INSTRUCTIONS FOR THE TASK » Retype, word for word, the lines below, from the line that contains "Note: pick out the green plant" through the line that contains "column 771, row 534", including both of those lines.

_____

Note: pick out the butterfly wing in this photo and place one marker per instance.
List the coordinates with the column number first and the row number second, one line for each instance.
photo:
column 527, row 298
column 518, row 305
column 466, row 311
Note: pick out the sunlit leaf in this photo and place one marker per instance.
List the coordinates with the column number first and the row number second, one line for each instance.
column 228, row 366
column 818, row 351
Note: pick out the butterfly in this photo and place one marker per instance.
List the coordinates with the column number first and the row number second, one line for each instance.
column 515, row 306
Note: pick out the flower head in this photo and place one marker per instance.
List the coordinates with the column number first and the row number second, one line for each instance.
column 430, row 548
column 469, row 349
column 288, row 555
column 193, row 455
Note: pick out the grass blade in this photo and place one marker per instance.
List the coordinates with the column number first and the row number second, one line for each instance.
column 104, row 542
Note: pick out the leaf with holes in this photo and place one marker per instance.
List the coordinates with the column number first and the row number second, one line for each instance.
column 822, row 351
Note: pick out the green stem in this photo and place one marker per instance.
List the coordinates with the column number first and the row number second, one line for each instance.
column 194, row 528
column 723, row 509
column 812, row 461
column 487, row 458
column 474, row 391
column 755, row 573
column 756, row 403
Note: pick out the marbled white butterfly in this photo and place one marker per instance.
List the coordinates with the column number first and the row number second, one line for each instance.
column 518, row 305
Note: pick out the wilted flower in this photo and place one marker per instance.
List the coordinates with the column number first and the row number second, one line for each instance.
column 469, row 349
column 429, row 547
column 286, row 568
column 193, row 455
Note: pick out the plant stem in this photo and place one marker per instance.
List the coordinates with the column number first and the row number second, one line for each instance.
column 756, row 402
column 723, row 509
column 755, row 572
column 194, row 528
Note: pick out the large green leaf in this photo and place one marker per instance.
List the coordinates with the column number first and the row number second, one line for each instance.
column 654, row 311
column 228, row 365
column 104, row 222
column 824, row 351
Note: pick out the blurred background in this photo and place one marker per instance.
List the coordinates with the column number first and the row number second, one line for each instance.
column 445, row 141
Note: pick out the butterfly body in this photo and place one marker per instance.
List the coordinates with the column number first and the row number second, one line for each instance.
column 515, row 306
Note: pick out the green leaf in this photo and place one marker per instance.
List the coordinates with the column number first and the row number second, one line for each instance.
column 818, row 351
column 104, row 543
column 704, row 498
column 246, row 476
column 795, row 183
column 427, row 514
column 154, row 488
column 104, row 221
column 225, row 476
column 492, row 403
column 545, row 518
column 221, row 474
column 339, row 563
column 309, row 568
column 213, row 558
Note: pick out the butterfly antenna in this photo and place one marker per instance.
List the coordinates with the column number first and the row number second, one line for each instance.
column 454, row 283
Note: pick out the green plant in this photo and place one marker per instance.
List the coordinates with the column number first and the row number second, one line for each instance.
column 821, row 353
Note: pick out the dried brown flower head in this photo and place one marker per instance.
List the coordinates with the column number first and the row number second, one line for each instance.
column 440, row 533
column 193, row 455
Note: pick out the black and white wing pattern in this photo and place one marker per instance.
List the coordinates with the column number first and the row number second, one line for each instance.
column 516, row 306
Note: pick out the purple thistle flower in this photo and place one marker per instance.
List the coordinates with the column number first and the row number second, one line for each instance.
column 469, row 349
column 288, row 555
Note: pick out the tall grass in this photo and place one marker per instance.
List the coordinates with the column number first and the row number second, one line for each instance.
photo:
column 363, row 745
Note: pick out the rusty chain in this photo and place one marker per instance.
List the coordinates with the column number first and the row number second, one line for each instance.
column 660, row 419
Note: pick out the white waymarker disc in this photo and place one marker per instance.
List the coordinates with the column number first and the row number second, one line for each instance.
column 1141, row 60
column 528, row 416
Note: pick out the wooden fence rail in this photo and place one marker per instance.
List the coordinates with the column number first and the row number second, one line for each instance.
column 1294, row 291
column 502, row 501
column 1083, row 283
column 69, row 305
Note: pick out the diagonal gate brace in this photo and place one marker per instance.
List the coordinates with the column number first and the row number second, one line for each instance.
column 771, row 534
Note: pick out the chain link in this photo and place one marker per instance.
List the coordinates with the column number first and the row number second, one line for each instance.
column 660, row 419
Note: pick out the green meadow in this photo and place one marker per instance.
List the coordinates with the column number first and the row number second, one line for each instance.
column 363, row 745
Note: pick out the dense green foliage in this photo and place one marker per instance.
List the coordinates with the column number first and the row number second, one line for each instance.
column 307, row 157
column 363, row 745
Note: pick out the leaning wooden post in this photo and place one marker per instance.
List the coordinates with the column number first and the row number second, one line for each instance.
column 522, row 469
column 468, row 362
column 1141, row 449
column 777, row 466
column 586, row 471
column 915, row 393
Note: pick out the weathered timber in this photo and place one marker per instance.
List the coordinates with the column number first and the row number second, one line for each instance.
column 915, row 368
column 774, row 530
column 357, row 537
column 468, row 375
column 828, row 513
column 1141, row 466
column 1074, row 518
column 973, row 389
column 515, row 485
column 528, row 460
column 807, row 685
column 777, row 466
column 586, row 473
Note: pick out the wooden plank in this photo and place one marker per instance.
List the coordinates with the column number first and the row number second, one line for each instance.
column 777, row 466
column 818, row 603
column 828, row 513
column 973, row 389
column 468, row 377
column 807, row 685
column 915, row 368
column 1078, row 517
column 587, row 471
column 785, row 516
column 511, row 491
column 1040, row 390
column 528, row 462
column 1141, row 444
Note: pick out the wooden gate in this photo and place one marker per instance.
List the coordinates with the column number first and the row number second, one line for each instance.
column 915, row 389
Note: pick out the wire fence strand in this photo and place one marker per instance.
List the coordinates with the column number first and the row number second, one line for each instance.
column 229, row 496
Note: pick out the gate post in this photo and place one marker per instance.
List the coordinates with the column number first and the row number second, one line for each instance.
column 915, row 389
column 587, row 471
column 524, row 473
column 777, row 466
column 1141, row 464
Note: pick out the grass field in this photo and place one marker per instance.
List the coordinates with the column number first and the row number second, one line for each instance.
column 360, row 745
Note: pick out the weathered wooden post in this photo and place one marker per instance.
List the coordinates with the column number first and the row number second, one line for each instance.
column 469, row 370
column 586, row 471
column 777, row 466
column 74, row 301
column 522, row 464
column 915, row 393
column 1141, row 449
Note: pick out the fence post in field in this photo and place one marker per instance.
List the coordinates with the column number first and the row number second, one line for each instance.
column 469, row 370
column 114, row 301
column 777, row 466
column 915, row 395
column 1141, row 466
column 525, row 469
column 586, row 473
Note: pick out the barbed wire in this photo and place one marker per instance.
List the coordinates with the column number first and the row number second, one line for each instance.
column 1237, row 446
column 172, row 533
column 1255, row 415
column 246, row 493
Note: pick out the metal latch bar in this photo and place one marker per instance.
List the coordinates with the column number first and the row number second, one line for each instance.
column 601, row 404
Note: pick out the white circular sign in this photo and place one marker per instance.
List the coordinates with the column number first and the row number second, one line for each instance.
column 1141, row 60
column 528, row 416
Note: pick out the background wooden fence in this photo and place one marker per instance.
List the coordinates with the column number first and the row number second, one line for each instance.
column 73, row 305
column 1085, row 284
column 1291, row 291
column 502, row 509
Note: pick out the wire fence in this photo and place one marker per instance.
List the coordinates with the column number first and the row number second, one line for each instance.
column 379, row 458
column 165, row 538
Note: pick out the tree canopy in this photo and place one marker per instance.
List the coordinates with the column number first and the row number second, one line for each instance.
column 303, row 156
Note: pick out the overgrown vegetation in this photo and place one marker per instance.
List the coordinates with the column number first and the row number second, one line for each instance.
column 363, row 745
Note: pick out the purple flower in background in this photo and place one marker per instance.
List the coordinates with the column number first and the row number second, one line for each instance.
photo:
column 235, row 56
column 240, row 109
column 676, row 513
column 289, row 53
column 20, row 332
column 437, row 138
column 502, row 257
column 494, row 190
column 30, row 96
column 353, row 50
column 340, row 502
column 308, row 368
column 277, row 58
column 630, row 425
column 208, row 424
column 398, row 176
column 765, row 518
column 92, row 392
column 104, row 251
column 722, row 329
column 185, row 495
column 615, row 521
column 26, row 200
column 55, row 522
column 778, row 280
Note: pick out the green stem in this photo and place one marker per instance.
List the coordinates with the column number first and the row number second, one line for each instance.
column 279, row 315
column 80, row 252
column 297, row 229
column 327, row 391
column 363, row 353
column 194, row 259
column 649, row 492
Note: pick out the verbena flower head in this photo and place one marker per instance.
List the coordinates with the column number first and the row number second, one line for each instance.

_____

WRITTEN ANSWER »
Note: pick out the green plant in this photo and place one marker per instance.
List the coordinates with the column number first and the row number second, one line for each instance.
column 821, row 353
Note: pick out the dried brown flower head in this photo and place one marker per instance.
List the coordinates with the column number first and the row number second, one line for each instance.
column 440, row 533
column 193, row 455
Note: pick out the black and white wing pattern in this photo and place one marker per instance.
List the coordinates with the column number first and the row number second, one line for each instance.
column 516, row 306
Note: pick out the purple thistle flower in this photo and place one marker per instance.
List the coordinates with the column number first and the row number second, one line for each instance.
column 469, row 349
column 288, row 555
Note: pick out the tall grass in this photo and place one marker per instance.
List the coordinates with the column number first and the row number second, one line for each instance.
photo:
column 363, row 745
Note: pick out the rusty chain in this photo and place one marker per instance.
List the coordinates with the column number first and the row number second, one line for each instance.
column 660, row 419
Note: pick out the white waymarker disc in this photo and place one marker per instance.
List the coordinates with the column number first and the row number second, one line for each instance.
column 1141, row 60
column 528, row 416
Note: pick out the wooden fence rail in this photo and place one marker per instance.
List the coordinates with the column number first and the row number second, one line for each instance.
column 1294, row 291
column 502, row 501
column 1083, row 283
column 69, row 305
Note: pick out the diagonal gate brace in this photo and place one marker per instance.
List the coordinates with the column number first and the row number second, one line for each instance.
column 771, row 534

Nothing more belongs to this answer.